§ What you are asked to do:
Rewrite the items below, replacing each "never more" with "no more" and keeping everything else unchanged. Omit the pictures from your answer.

Dataset excerpt
****************************************

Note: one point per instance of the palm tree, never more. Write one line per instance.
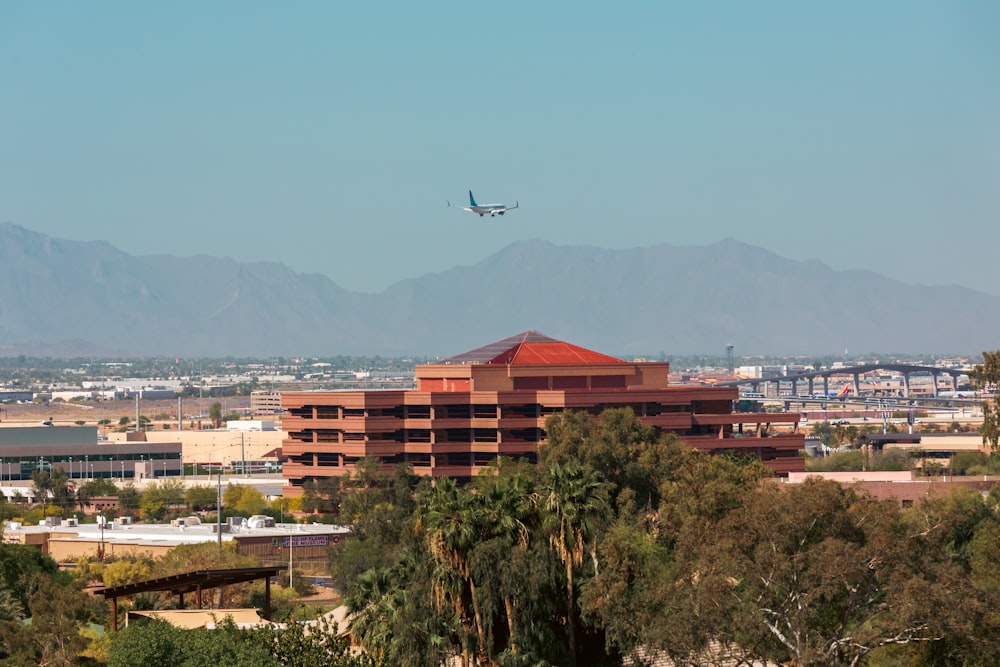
(575, 501)
(450, 518)
(506, 513)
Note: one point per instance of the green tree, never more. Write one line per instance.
(986, 376)
(201, 497)
(576, 503)
(215, 414)
(449, 518)
(830, 576)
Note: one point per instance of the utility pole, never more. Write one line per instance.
(218, 514)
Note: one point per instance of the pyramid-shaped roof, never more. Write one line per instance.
(531, 348)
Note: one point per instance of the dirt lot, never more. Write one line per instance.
(70, 413)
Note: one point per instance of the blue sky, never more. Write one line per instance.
(329, 135)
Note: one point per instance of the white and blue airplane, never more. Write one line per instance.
(486, 209)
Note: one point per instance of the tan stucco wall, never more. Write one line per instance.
(216, 446)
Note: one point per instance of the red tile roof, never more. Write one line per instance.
(532, 348)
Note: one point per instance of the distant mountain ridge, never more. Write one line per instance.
(663, 298)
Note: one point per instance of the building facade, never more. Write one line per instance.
(493, 401)
(79, 452)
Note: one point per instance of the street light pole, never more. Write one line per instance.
(218, 514)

****************************************

§ Task answer:
Note: one point per instance of the palm tree, no more. Write one line per instance.
(575, 501)
(450, 518)
(506, 513)
Note: one point per instance of the green tree, no more. Write one line per instance.
(986, 376)
(201, 497)
(576, 503)
(215, 414)
(449, 518)
(830, 576)
Note: one point per instance of the utility pole, no more. Write one line per instance.
(218, 514)
Note: one point per instance of the pyramid-shaped roof, no more. Write one line per instance.
(531, 348)
Note: one point per instance of the dirt lot, no more. Write one line per instance.
(70, 413)
Note: one point per instance of the blue sky, no more. Write one line per instance.
(329, 135)
Note: one point per instance of the white and blue airplane, no more. Write one line per instance.
(486, 209)
Note: one point per instance of the tan stucco wall, no more. Write one line per instance.
(216, 446)
Note: one point per instance of the red tile roof, no more. Write one line per instance.
(532, 348)
Note: one point per instance of the distant mountain ridge, no more. Write one line per instance.
(663, 298)
Note: one point per instance of the building facade, no more. Write one line per instance.
(493, 401)
(79, 452)
Note: one point per instance of the street light pole, no more. Write one line per instance.
(218, 514)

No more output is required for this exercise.